__Goal__.
Return all of the entries exactly as written.

====================

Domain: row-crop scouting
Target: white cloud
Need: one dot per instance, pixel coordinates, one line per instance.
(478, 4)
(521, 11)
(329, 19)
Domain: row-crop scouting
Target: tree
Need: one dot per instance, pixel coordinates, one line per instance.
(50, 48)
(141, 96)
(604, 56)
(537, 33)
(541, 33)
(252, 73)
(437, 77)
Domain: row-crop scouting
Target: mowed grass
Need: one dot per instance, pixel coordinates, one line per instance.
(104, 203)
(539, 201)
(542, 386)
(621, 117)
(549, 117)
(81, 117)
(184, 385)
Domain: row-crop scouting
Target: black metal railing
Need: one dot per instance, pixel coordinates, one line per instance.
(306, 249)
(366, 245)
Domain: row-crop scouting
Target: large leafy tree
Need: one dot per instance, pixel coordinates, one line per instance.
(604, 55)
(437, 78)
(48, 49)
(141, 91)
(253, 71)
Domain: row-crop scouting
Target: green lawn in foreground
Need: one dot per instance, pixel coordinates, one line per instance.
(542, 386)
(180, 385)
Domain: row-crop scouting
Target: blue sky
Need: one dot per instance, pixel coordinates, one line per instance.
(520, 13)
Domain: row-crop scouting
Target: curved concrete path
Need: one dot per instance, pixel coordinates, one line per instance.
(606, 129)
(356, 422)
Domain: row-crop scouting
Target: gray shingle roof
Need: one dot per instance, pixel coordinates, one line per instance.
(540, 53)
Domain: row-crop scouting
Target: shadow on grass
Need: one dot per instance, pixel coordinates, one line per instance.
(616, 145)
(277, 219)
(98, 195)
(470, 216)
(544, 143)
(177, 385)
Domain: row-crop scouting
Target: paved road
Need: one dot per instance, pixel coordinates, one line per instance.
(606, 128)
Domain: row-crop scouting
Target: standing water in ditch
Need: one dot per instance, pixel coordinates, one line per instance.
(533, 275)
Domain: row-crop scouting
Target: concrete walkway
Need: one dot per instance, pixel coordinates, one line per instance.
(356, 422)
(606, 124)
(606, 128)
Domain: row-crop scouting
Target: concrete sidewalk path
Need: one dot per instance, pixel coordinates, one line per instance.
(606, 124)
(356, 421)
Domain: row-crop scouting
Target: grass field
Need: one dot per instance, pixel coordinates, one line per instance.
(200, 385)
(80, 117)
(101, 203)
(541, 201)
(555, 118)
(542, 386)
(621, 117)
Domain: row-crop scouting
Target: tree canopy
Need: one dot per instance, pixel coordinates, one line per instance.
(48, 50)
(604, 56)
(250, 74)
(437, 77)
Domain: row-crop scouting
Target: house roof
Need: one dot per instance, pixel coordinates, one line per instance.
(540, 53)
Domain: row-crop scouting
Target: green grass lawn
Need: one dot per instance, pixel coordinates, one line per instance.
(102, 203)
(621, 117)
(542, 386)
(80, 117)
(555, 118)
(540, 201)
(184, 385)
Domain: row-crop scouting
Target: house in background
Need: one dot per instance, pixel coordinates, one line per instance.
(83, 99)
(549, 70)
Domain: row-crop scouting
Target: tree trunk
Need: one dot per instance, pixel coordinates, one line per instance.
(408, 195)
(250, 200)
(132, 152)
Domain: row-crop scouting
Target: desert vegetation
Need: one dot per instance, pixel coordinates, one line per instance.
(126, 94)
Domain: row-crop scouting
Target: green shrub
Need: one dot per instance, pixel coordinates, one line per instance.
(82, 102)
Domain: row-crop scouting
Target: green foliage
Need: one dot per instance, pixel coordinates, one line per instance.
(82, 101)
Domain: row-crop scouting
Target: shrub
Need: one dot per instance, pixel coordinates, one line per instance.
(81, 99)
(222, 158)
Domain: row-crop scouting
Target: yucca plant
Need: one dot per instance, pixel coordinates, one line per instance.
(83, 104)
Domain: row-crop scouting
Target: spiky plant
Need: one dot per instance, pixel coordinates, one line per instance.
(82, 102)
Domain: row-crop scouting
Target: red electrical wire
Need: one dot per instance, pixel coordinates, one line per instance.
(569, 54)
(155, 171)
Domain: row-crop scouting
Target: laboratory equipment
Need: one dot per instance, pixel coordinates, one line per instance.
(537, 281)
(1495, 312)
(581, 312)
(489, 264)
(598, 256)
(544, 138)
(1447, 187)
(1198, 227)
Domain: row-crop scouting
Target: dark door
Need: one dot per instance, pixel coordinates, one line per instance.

====================

__Task result__.
Domain: row-crop scouting
Target: white cloud
Need: one dot per instance, pixel coordinates, one line per instance.
(478, 4)
(521, 11)
(329, 19)
Domain: row-crop scouting
Target: tree
Need: one dot per instance, pixel coordinates, one line per instance.
(50, 48)
(141, 96)
(604, 56)
(537, 33)
(541, 33)
(252, 73)
(437, 77)
Domain: row-crop scouting
Target: mowed grass
Need: one dot per instance, pixel coordinates, one line per instance.
(104, 203)
(539, 201)
(542, 386)
(621, 117)
(549, 117)
(81, 117)
(184, 385)
Domain: row-crop scouting
Target: black metal railing
Need: one dot per instance, pixel coordinates, one line per instance.
(306, 249)
(366, 245)
Domain: row-crop scouting
Target: large leafy tree
Need: one dot per instance, pixel coordinates, one line per instance.
(604, 55)
(437, 78)
(48, 49)
(141, 91)
(253, 71)
Domain: row-crop scouting
Target: green lawn in foreground
Need: one dot per instance, pixel coordinates, one line per instance.
(542, 386)
(180, 385)
Domain: row-crop scouting
Target: blue sky
Need: one dot per instance, pixel coordinates, one line per instance.
(520, 13)
Domain: row-crop scouting
Target: curved concrete path
Need: one dot per instance, pixel coordinates, one line per instance.
(606, 129)
(356, 422)
Domain: row-crop scouting
Target: gray shingle roof
Need: one dot per instance, pixel coordinates, one line per instance.
(540, 53)
Domain: row-crop scouting
Target: shadow on grass
Need: one dot per instance, pixel coordinates, one line per instance.
(616, 145)
(277, 219)
(98, 195)
(470, 216)
(544, 143)
(177, 385)
Domain: row-crop scouting
Target: paved road
Need: one dot per instance, pixel coordinates, one line per instance.
(606, 128)
Domain: row-crop scouting
Target: standing water in ditch
Need: one dot per instance, pixel coordinates, one line per instance.
(533, 275)
Domain: row-crop scouting
Target: concrete walkway
Need: one dot per instance, pixel coordinates, one line per instance.
(356, 422)
(606, 124)
(606, 128)
Domain: row-crop scouting
Target: concrete sidewalk path
Need: one dot per instance, pixel coordinates, one line per instance.
(606, 124)
(356, 421)
Domain: row-crop scouting
Target: grass field
Need: one dot per instance, pixel coordinates, one line per instance.
(200, 385)
(80, 117)
(101, 203)
(541, 201)
(555, 118)
(542, 386)
(621, 117)
Domain: row-crop scouting
Target: tree canopy
Need: one dot per instance, pixel coordinates, one line per instance.
(48, 50)
(604, 56)
(250, 74)
(437, 77)
Domain: row-crop scouting
Target: house roof
Need: one dot per instance, pixel coordinates, one line per instance.
(540, 53)
Domain: row-crop scouting
Target: green grass lawn
Need: one dot per instance, pixel coordinates, one line per instance.
(102, 203)
(621, 117)
(542, 386)
(80, 117)
(555, 118)
(540, 201)
(184, 385)
Domain: row-crop scouting
Target: house in background
Need: one dot per instance, pixel coordinates, one line per instance.
(83, 99)
(549, 70)
Domain: row-crop scouting
Target: tree trunk
Need: one dot per instance, pixel coordinates, one line per instance.
(408, 195)
(250, 200)
(132, 152)
Domain: row-crop scouting
Target: desert vegetation
Need: one dot per instance, pixel coordinates, one line per instance.
(126, 94)
Domain: row-crop scouting
Target: green shrub
Need: one dot per instance, pixel coordinates, one line per instance.
(82, 102)
Domain: row-crop scouting
Target: green foliage
Need: one dot per instance, pixel coordinates, one line per instance.
(82, 101)
Domain: row-crop scouting
Target: shrub
Need: one dot per instance, pixel coordinates, one line per instance.
(81, 99)
(222, 158)
Domain: row-crop scouting
Target: yucca plant
Need: one dot per instance, pixel coordinates, one line per instance.
(83, 104)
Domain: row-crop scouting
Target: spiky plant
Need: one dot per instance, pixel coordinates, one line per instance.
(82, 102)
Domain: row-crop scouting
Target: red electrical wire
Need: one dot per instance, pixel coordinates, one line per instance.
(569, 54)
(155, 171)
Domain: row-crop scouting
Target: laboratory equipment
Need: one dot per instance, pixel coordinates, one line per instance.
(537, 281)
(1495, 312)
(581, 312)
(489, 264)
(598, 256)
(544, 138)
(1447, 187)
(1198, 227)
Domain: row-crop scouting
Target: dark door
Need: one dot per instance, pixel coordinates, one line per instance.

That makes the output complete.